### ABOUT THIS TASK:
Output a verbatim copy of the data, cut off after the line that contains "43L554 105L523 96L525".

### DATA SUPPLIED:

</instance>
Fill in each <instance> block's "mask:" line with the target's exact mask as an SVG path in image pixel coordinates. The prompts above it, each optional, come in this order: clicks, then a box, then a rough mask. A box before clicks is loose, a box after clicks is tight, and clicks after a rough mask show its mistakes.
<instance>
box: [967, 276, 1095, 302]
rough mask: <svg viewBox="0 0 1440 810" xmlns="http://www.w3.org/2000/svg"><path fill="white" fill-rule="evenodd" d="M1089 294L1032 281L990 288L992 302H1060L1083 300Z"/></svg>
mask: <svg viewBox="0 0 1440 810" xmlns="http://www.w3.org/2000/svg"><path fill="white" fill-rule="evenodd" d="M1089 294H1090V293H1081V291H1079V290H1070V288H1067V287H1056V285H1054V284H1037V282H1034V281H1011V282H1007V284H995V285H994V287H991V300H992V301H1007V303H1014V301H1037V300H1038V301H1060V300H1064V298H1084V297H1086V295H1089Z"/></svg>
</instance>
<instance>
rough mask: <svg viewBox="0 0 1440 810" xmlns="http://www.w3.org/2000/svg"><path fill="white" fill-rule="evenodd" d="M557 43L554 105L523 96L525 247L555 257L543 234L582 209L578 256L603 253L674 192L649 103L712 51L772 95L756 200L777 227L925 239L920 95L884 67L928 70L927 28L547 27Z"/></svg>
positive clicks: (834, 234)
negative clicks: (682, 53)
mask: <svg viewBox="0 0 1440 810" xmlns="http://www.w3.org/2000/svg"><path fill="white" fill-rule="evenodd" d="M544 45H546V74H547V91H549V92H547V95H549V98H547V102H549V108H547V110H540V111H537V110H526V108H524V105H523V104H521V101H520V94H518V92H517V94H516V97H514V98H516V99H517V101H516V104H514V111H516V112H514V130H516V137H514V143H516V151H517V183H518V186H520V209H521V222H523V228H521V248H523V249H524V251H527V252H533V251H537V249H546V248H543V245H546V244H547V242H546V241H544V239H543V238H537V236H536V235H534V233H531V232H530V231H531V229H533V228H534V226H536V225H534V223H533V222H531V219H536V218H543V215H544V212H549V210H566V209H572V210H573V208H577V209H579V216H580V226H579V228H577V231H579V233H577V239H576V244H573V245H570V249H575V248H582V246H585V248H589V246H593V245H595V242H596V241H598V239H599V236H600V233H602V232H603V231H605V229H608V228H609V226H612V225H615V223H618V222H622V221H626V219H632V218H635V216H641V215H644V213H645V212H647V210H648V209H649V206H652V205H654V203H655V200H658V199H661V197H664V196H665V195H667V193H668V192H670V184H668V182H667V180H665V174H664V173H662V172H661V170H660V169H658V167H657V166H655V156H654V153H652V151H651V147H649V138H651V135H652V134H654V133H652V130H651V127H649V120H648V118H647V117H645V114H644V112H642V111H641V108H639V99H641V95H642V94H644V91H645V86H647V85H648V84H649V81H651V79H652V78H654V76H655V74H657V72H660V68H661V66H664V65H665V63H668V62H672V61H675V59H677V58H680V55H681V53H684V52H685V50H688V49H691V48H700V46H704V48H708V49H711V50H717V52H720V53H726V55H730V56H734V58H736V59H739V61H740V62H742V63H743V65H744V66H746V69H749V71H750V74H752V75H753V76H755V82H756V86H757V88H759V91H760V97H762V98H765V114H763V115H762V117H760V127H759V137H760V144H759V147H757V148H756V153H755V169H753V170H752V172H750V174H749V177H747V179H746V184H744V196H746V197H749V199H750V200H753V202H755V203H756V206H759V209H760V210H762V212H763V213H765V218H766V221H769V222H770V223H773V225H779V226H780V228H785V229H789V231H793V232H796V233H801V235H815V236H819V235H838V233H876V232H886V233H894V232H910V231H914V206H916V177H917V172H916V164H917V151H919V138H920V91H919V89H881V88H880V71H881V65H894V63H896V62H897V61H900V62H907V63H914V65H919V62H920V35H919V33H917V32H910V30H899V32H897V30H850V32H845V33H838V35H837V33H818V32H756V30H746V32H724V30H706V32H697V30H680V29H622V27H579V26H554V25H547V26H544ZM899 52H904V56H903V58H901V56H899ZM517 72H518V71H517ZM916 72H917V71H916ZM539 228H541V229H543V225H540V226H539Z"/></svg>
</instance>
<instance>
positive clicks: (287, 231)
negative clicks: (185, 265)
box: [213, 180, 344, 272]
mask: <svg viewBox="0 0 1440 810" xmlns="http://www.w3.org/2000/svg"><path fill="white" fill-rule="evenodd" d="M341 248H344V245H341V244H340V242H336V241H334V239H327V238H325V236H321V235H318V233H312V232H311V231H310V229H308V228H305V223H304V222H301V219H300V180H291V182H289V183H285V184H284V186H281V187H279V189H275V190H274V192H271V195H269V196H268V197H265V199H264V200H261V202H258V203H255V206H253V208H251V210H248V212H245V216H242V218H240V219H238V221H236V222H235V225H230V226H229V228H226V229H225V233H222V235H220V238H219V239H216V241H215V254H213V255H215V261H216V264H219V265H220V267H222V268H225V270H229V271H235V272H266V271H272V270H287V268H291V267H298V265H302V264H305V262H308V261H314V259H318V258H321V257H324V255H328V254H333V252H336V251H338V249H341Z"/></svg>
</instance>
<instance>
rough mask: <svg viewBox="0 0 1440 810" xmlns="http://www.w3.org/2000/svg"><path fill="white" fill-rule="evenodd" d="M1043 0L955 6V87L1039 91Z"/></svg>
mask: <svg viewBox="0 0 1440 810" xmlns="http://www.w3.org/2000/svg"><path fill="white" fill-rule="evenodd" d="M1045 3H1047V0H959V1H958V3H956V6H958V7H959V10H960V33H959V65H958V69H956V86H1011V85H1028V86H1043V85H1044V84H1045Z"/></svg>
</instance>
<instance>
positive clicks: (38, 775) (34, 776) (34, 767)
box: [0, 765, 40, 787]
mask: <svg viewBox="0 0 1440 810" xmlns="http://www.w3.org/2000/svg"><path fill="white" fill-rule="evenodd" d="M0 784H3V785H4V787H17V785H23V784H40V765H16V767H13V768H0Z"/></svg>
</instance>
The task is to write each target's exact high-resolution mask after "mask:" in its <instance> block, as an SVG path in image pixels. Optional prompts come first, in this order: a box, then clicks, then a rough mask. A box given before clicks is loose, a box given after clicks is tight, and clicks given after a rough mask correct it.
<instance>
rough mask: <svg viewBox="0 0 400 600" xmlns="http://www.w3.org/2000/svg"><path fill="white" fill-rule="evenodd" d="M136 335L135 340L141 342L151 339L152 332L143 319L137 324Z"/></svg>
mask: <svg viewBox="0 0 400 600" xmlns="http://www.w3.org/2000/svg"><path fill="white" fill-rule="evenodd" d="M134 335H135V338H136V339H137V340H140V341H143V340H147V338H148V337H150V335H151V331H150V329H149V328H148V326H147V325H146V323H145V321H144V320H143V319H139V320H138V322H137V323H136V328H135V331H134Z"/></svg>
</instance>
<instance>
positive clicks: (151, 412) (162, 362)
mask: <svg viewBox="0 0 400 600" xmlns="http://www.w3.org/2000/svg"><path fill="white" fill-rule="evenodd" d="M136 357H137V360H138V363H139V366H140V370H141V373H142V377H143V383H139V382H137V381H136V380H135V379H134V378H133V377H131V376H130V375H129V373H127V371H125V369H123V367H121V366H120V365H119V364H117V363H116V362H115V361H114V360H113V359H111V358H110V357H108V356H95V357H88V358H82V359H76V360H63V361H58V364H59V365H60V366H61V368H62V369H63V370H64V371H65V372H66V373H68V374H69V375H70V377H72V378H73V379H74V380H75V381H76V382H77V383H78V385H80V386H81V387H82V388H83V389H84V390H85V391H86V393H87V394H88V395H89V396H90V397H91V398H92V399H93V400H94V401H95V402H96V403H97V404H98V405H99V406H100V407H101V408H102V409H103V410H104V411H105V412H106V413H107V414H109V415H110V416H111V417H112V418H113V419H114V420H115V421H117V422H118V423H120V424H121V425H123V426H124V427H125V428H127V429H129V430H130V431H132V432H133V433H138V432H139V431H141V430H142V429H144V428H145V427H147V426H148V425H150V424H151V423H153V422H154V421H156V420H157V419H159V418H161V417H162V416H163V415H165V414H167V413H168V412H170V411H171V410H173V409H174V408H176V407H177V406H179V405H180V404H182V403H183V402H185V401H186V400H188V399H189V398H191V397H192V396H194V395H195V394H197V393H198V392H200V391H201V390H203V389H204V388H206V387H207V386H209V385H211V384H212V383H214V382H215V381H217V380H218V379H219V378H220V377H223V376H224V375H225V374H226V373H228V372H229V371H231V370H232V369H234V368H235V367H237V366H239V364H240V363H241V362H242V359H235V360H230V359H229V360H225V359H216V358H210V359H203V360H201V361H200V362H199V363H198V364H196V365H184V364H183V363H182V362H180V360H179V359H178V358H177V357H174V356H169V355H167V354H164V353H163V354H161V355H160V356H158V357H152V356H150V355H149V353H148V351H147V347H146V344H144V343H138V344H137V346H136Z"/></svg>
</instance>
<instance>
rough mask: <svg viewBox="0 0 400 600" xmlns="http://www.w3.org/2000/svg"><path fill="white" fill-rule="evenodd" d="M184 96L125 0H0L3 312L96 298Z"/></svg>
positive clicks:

### RESPONSE BOX:
</instance>
Fill in each <instance> block's "mask:" line with the target's exact mask as an SVG path in image pixel coordinates. The prompts above it, each optional, come in this order: clicks, then a box, then a rough mask. A box before clicks is loose, a box after clicks is tight, and clicks after a rough mask show its mistakes.
<instance>
box: [967, 276, 1095, 302]
rough mask: <svg viewBox="0 0 1440 810" xmlns="http://www.w3.org/2000/svg"><path fill="white" fill-rule="evenodd" d="M1089 294L1032 281L990 288L992 302H1060L1083 300Z"/></svg>
mask: <svg viewBox="0 0 1440 810" xmlns="http://www.w3.org/2000/svg"><path fill="white" fill-rule="evenodd" d="M1089 294H1090V293H1081V291H1079V290H1070V288H1067V287H1056V285H1054V284H1037V282H1034V281H1011V282H1007V284H995V285H994V287H991V300H992V301H1007V303H1014V301H1037V300H1038V301H1060V300H1064V298H1084V297H1086V295H1089Z"/></svg>
</instance>
<instance>
rough mask: <svg viewBox="0 0 1440 810" xmlns="http://www.w3.org/2000/svg"><path fill="white" fill-rule="evenodd" d="M557 43L554 105L523 96L525 247L555 257L543 234L582 209L578 256L603 253L674 192L649 103L712 51L772 95L756 200L777 227L925 239L920 95L884 67L928 70L927 28L547 27Z"/></svg>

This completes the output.